Find the line containing "Exercise. Put one marker on every instance of the large". Reproduce it and every line after it up to the end of the records, exactly as written.
================
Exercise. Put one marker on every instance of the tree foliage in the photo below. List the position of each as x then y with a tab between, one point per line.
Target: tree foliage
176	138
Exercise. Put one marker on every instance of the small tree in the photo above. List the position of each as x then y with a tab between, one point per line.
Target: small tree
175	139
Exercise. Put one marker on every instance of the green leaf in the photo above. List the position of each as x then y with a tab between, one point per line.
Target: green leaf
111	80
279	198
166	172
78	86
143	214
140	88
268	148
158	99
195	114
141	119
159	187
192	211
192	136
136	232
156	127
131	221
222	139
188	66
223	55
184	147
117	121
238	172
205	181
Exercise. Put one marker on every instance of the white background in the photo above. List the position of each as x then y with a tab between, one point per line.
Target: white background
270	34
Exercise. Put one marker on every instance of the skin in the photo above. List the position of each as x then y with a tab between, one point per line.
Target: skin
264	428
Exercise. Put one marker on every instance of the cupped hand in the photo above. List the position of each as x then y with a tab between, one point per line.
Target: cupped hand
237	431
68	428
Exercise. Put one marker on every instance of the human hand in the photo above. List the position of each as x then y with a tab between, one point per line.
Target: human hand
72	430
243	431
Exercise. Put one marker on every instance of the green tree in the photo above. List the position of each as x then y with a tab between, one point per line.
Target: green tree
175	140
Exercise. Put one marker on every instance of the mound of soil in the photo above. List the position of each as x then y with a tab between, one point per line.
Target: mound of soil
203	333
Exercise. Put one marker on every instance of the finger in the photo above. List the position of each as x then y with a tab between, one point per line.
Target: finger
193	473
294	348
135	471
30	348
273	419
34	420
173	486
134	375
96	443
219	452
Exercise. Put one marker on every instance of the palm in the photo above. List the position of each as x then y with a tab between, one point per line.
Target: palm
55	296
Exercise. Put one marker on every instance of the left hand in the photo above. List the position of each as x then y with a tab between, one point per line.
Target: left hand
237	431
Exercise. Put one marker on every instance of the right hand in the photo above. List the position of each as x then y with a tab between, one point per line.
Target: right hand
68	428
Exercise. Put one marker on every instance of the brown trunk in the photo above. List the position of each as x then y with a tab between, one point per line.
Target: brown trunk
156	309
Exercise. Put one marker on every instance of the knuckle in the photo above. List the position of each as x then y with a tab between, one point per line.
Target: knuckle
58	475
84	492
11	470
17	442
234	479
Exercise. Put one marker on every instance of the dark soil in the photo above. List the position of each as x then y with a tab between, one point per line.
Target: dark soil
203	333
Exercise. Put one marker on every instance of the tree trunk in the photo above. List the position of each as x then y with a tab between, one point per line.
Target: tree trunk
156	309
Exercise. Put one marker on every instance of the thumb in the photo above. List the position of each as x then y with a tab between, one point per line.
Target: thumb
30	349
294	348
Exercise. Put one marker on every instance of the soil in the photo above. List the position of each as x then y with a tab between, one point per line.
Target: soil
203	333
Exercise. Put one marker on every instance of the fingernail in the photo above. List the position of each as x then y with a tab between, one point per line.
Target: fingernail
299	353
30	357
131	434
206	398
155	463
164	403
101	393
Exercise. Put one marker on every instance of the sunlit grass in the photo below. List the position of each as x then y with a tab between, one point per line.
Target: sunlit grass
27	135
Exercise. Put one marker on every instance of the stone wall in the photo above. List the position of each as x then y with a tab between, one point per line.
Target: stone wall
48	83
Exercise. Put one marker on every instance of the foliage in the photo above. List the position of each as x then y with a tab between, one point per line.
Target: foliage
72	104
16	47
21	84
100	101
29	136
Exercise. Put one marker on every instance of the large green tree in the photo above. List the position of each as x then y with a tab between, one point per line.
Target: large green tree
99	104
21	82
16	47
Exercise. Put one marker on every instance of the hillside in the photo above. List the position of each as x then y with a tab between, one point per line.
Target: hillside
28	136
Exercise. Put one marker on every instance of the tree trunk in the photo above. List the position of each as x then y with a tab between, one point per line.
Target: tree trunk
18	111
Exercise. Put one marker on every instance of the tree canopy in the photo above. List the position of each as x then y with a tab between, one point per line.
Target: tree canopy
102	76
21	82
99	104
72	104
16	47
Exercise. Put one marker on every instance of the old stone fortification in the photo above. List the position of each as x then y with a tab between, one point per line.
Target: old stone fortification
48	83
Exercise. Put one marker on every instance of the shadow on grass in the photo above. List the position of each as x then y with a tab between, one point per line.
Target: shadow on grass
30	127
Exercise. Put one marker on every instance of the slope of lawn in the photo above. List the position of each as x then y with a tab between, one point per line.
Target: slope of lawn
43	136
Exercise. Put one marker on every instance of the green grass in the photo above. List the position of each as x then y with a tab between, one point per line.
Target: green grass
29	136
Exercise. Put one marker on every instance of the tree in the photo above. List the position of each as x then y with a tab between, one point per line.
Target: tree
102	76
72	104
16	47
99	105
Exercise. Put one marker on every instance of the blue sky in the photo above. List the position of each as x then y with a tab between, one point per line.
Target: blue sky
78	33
================
### Result of the exercise:
Exercise. Put one marker on every instance of the large green tree in the photo above. List the position of each as x then y with a tab between, one point per line.
Target: large green tree
99	104
21	82
16	47
Exercise. Put one marker on every instance of the hillside in the photo above. List the position of each as x then y with a tab between, one point per line.
Target: hillside
28	136
Exercise. Put one marker on every instance of the tree trunk in the photo above. List the position of each as x then y with a tab between, one point per line.
Target: tree trunk
18	111
Exercise. Put one marker on every instance of the tree canopy in the photo above. List the position of each as x then y with a tab between, one point per line.
Target: tree canopy
102	76
21	82
99	104
72	104
16	47
Exercise. Put one marker on every instance of the old stone fortification in the photo above. List the position of each as x then y with a tab between, one point per line.
Target: old stone fortification
48	83
Exercise. Put one marker on every instance of the shadow on grass in the photo above. List the position of each as x then y with a tab between, one point per line.
Target: shadow on grass
30	127
Exercise. Put one marker on every instance of the slope of lawn in the photo above. List the position of each as x then y with a tab between, one point per line.
Target: slope of lawn
43	136
Exercise. Put one marker on every instance of the green grass in the photo above. List the position of each as x then y with a tab between, one point per line.
Target: green grass
29	136
Exercise. Put one marker on every instance of the tree in the photo above. List the position of each as x then y with a tab between, one point per line.
Target: tree
102	76
72	104
16	47
99	105
Exercise. Put one marker on every instance of the blue sky in the photo above. List the position of each as x then y with a tab between, one point per line.
Target: blue sky
78	33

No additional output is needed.